Exercises to complete
1 - What is the title of the debut solo album named in the Paul Dempsey biography?
2 - Echo the Paul Dempsey biography word for word, starting at "Early years" and ending at "in playing basketball.".
Text block: Begin
Paul Anthony Dempsey (born 25 May 1976) is an Australian musician. He is best known as the lead singer, guitarist and principal lyricist of rock group Something for Kate. Dempsey released his debut solo album, Everything Is True, on 20 August 2009, which peaked at No. 5 on the ARIA Albums Chart. He has also produced and co-written albums for other artists, including Mosman Alder.

Dempsey has experienced bouts of clinical depression and periods of writer's block, both of which have been publicised. Australian musicologist Ian McFarlane noted that he "has the capacity to lay his soul bare through his music, there is little pretence or adherence to fashionable measures in the band's delivery". In 2006, Dempsey married Something for Kate's bass guitarist Stephanie Ashworth (formerly of Sandpit).

Early years
Dempsey was born on 25 May 1976 and grew up in Melbourne. His father, Charlie Dempsey (born 7 November 1937), and mother, Gillian (née Barrington, born 25 May 1944), were recent Irish immigrants. Charlie died in a car accident when Dempsey was one year old and "too young to remember". He and his three older sisters, including Gillian "Jill" (born 1964) and Moira (born 1967), were raised by his mother and grandmother.

After initially learning piano from his grandmother, Dempsey switched to guitar when he was eight, and later taught himself to play drums. For his final years of secondary schooling he attended Padua College on the Mornington Peninsula, where he was interested in playing basketball.
Text block: End
Listed entries: Begin
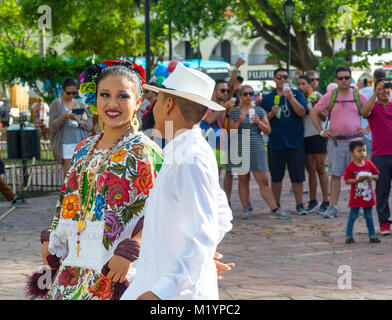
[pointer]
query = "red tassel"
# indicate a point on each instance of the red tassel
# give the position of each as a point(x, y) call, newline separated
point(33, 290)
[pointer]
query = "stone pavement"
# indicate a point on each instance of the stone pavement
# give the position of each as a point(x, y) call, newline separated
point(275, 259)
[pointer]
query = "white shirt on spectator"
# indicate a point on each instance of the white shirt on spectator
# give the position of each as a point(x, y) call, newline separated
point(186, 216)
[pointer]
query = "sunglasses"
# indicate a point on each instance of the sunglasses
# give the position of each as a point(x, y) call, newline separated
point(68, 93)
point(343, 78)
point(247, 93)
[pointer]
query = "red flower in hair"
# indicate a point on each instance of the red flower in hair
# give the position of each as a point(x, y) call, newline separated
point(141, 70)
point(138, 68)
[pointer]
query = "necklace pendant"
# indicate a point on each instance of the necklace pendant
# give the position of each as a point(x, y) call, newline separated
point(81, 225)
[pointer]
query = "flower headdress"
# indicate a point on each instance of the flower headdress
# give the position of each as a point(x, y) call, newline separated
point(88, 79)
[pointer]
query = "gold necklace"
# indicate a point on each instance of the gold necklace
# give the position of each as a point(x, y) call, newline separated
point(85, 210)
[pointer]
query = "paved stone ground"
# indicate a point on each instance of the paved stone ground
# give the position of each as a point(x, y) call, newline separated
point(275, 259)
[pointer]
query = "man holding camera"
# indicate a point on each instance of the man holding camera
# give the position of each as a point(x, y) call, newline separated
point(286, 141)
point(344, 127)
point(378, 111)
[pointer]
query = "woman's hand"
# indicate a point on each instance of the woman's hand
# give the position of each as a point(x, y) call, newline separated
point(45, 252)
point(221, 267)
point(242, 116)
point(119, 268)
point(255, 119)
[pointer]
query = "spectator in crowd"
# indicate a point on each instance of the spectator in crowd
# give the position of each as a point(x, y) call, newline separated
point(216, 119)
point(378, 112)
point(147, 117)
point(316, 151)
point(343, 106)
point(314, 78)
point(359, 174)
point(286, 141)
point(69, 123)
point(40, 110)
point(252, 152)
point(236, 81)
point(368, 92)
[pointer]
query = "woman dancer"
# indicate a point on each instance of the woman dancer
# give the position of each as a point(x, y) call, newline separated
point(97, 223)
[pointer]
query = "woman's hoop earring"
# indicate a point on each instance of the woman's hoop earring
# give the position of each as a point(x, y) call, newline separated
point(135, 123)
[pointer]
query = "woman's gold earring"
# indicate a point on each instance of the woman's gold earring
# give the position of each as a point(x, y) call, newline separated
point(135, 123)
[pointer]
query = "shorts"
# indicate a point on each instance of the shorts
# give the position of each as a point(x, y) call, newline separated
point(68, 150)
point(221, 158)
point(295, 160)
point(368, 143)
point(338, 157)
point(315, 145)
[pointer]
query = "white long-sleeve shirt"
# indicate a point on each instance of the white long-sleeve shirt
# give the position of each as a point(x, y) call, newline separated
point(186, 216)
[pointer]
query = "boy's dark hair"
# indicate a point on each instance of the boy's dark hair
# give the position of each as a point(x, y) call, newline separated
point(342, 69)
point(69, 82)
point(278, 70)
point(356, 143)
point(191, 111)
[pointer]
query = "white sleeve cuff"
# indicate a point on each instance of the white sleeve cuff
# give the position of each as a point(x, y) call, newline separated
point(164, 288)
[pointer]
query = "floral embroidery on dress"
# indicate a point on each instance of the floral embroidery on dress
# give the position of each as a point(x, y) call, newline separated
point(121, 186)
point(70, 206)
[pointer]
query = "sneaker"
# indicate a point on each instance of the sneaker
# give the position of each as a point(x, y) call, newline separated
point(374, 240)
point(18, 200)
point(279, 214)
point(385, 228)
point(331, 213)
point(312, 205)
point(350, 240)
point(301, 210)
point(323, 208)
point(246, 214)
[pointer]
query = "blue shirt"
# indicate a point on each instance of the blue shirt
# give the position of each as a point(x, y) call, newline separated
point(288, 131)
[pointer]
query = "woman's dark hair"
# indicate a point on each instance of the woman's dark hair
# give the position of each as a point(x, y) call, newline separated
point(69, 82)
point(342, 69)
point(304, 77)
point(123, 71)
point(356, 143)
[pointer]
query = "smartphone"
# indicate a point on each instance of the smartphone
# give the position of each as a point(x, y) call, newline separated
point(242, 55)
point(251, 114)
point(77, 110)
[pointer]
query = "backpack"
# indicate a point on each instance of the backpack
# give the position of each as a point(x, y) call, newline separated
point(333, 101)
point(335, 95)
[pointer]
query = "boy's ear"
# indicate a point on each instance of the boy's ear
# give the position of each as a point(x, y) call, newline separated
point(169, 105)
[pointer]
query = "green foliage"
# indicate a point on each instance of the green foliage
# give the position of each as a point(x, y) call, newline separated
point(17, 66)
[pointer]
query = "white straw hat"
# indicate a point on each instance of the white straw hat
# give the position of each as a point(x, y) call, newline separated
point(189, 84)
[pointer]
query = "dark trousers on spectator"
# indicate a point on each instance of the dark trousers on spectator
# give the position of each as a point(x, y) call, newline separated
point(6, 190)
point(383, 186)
Listed entries: End
Solutions below
1 - Everything Is True

2 -
Early years
Dempsey was born on 25 May 1976 and grew up in Melbourne. His father, Charlie Dempsey (born 7 November 1937), and mother, Gillian (née Barrington, born 25 May 1944), were recent Irish immigrants. Charlie died in a car accident when Dempsey was one year old and "too young to remember". He and his three older sisters, including Gillian "Jill" (born 1964) and Moira (born 1967), were raised by his mother and grandmother.

After initially learning piano from his grandmother, Dempsey switched to guitar when he was eight, and later taught himself to play drums. For his final years of secondary schooling he attended Padua College on the Mornington Peninsula, where he was interested in playing basketball.